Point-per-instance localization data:
※ ※ ※

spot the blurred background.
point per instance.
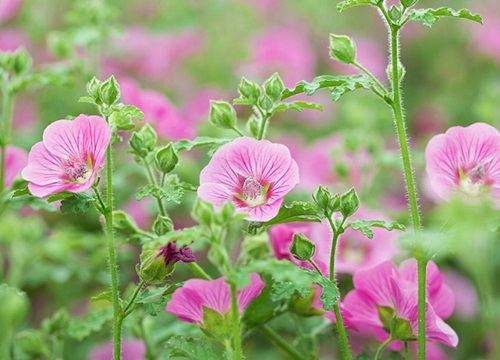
(170, 58)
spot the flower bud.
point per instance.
(166, 159)
(222, 115)
(302, 248)
(342, 49)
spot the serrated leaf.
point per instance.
(428, 17)
(191, 348)
(201, 141)
(78, 203)
(297, 211)
(339, 85)
(297, 106)
(350, 3)
(365, 225)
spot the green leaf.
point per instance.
(78, 203)
(428, 17)
(297, 211)
(297, 106)
(350, 3)
(364, 226)
(339, 85)
(191, 348)
(201, 141)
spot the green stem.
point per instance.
(236, 323)
(113, 264)
(281, 343)
(397, 107)
(7, 100)
(382, 347)
(152, 179)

※ ※ ※

Aim of the exercise » Find every line in the records that has the string "spot", then state how many there are and nothing else.

Answer » 5